What the exercise asks:
Where the records below reach the line containing "Report one dot per instance of the door glass", start transcribing, and end with the line containing "Report one dot per instance of the wire", exactly and with nothing else added.

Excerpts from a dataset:
■ ■ ■ ■

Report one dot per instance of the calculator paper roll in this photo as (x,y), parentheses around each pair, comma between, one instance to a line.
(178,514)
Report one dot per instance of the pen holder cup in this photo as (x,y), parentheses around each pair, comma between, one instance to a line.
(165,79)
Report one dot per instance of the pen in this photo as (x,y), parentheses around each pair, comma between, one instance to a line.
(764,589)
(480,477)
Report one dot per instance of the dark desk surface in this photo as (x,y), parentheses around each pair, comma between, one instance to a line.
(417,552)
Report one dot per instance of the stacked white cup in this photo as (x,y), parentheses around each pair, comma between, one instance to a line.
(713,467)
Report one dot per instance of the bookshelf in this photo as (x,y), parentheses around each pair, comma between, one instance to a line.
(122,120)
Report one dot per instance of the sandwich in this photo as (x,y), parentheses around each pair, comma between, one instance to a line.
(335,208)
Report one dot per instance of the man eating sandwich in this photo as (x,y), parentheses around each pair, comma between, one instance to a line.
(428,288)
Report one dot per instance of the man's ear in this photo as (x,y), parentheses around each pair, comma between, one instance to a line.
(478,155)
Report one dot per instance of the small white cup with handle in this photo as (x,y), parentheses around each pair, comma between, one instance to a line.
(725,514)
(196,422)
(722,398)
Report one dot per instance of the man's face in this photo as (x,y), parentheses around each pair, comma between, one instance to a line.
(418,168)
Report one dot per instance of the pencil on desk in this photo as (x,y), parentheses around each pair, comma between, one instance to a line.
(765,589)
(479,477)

■ ■ ■ ■

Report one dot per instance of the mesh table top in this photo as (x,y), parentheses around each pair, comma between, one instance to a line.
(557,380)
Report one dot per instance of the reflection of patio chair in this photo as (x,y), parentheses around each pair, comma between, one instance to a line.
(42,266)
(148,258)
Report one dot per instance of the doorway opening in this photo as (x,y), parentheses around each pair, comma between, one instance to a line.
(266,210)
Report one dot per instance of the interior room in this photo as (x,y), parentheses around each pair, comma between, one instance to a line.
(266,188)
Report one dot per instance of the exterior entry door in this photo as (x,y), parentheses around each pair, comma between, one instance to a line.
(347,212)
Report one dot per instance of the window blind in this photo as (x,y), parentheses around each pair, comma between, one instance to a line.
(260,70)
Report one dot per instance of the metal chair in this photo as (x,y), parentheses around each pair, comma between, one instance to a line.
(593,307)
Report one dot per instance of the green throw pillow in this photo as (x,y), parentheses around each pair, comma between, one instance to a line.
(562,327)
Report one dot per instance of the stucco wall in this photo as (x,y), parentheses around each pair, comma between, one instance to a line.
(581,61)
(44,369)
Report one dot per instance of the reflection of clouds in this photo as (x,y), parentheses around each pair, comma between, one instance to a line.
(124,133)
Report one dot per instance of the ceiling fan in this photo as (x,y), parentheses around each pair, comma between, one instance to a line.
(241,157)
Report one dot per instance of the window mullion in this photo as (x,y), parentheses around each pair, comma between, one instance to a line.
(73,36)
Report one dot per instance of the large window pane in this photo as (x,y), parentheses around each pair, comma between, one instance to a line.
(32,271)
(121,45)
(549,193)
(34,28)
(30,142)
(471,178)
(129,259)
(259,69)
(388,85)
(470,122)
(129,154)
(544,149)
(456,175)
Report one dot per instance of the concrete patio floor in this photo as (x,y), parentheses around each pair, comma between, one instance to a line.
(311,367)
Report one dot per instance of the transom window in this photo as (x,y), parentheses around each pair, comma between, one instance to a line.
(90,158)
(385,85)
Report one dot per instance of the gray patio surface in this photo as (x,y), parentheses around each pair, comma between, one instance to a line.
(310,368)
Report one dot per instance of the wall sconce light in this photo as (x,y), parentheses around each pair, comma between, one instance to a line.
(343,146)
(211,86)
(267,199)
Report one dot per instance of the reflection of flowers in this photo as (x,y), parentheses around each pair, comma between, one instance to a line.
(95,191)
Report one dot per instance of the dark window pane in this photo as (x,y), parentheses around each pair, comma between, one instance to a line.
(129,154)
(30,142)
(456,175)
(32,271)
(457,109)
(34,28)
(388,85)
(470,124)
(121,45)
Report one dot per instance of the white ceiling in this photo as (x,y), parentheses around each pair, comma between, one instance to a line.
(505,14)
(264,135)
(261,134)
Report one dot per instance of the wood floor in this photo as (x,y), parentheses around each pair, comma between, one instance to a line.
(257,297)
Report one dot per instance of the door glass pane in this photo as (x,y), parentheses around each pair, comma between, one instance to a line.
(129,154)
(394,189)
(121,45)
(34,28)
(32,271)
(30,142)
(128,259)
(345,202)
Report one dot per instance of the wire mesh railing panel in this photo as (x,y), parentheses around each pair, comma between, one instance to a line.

■ ■ ■ ■

Exercise solution:
Report one dot per instance of the door glass pane in this photo as (x,y), parentheses around each pair, comma between, one instance to a line.
(129,154)
(394,189)
(121,45)
(34,28)
(32,271)
(30,142)
(128,259)
(345,202)
Report one dot per instance of the wire mesh railing panel in this photo as (x,y), parentheses around each pair, comma between, one instance to a line.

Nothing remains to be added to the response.